AIM:
Arrange every line of the listing below as a Markdown table with the columns "Row" and "Line", numbering each row and skipping blank lines. Leave the pictures out of the table.

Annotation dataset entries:
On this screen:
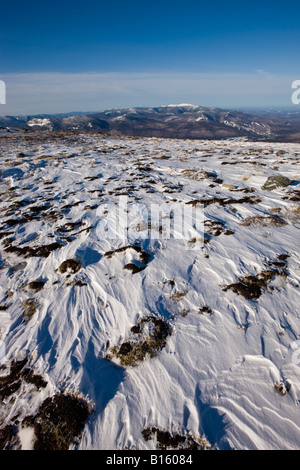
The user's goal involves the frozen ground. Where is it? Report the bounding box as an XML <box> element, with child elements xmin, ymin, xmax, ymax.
<box><xmin>0</xmin><ymin>132</ymin><xmax>300</xmax><ymax>450</ymax></box>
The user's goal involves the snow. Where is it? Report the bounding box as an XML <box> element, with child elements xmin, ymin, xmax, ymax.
<box><xmin>27</xmin><ymin>118</ymin><xmax>52</xmax><ymax>126</ymax></box>
<box><xmin>0</xmin><ymin>131</ymin><xmax>300</xmax><ymax>450</ymax></box>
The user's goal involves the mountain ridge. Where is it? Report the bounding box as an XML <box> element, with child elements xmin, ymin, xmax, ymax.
<box><xmin>0</xmin><ymin>103</ymin><xmax>300</xmax><ymax>142</ymax></box>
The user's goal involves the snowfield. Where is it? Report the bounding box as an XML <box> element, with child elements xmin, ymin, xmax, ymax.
<box><xmin>0</xmin><ymin>131</ymin><xmax>300</xmax><ymax>450</ymax></box>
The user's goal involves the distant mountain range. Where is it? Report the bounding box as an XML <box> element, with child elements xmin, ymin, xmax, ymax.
<box><xmin>0</xmin><ymin>103</ymin><xmax>300</xmax><ymax>143</ymax></box>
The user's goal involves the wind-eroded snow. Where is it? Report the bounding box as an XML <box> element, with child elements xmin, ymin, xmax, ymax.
<box><xmin>0</xmin><ymin>133</ymin><xmax>300</xmax><ymax>449</ymax></box>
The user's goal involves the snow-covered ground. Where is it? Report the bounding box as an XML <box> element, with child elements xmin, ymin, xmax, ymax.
<box><xmin>0</xmin><ymin>132</ymin><xmax>300</xmax><ymax>450</ymax></box>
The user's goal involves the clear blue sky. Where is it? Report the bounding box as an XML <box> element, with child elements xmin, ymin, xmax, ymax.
<box><xmin>0</xmin><ymin>0</ymin><xmax>300</xmax><ymax>113</ymax></box>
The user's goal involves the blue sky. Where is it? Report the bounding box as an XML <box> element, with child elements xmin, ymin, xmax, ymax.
<box><xmin>0</xmin><ymin>0</ymin><xmax>300</xmax><ymax>114</ymax></box>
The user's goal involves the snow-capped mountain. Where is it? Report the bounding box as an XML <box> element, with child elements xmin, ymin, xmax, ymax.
<box><xmin>0</xmin><ymin>103</ymin><xmax>300</xmax><ymax>142</ymax></box>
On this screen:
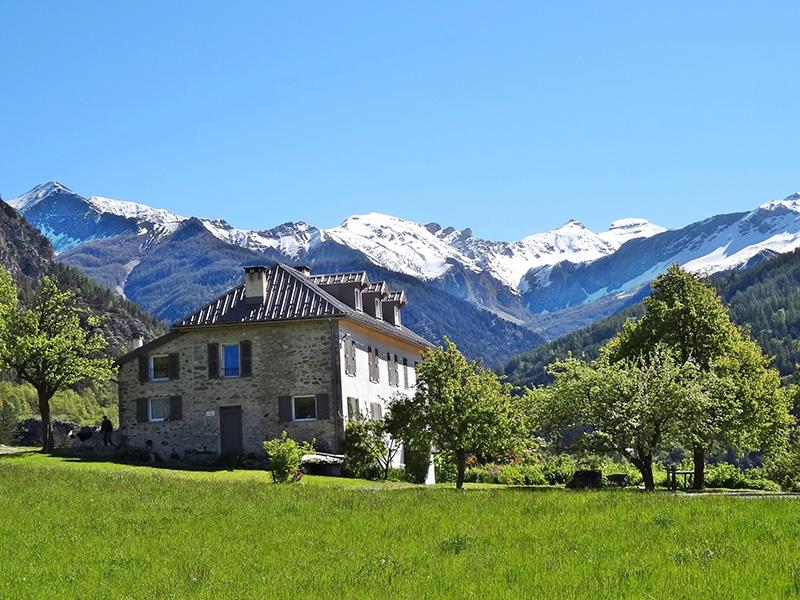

FINAL RESULT:
| Row | Line |
|---|---|
| 1 | On this screen: |
| 2 | The user's goal involves the frozen ground. Where is it? Report the bounding box as an XML <box> element, with child elements xmin, ymin, xmax, ymax. |
| 3 | <box><xmin>0</xmin><ymin>132</ymin><xmax>300</xmax><ymax>450</ymax></box> |
| 4 | The user's goal involves the snow. Where is it? Report the bounding box as an XML <box> element, with child elements xmin, ymin, xmax, ymax. |
| 5 | <box><xmin>27</xmin><ymin>118</ymin><xmax>52</xmax><ymax>126</ymax></box> |
| 6 | <box><xmin>0</xmin><ymin>131</ymin><xmax>300</xmax><ymax>450</ymax></box> |
| 7 | The user's goal involves the mountain ridge. Where is it? Report the bounding box as an XML <box> element, with child elements xmin, ymin, xmax, ymax. |
| 8 | <box><xmin>0</xmin><ymin>103</ymin><xmax>300</xmax><ymax>142</ymax></box> |
| 9 | The user's goal involves the snowfield. Where is it? Report the bounding box as an XML <box> element, with child elements xmin, ymin, xmax, ymax. |
| 10 | <box><xmin>0</xmin><ymin>131</ymin><xmax>300</xmax><ymax>450</ymax></box> |
| 11 | The user's goal involves the distant mountain range. Where is it? Report the bounding box as an XML <box> element, with child elements xmin, ymin, xmax, ymax. |
| 12 | <box><xmin>0</xmin><ymin>103</ymin><xmax>300</xmax><ymax>143</ymax></box> |
| 13 | The user's goal involves the wind-eroded snow. Where is it? Report the bounding box as an XML <box> element, with child elements xmin, ymin, xmax, ymax. |
| 14 | <box><xmin>0</xmin><ymin>133</ymin><xmax>300</xmax><ymax>449</ymax></box> |
| 15 | The user's goal involves the snow-covered ground. Where is it? Report the bounding box as an XML <box> element, with child elements xmin, ymin, xmax, ymax. |
| 16 | <box><xmin>0</xmin><ymin>132</ymin><xmax>300</xmax><ymax>450</ymax></box> |
| 17 | The user's goal involves the clear blue sky. Where is it? Report the bounding box as an XML <box> element, with child elements xmin, ymin, xmax, ymax. |
| 18 | <box><xmin>0</xmin><ymin>0</ymin><xmax>300</xmax><ymax>113</ymax></box> |
| 19 | The user's goal involves the blue sky. Where is it? Report the bounding box as an XML <box> element, with child elements xmin, ymin, xmax, ymax. |
| 20 | <box><xmin>0</xmin><ymin>0</ymin><xmax>300</xmax><ymax>114</ymax></box> |
| 21 | The user's goal involves the snow-capped mountain. Where is it? Report the bounding box as an XML <box> element, with child elements xmin, ymin, xmax, ymax. |
| 22 | <box><xmin>0</xmin><ymin>103</ymin><xmax>300</xmax><ymax>142</ymax></box> |
| 23 | On this screen: |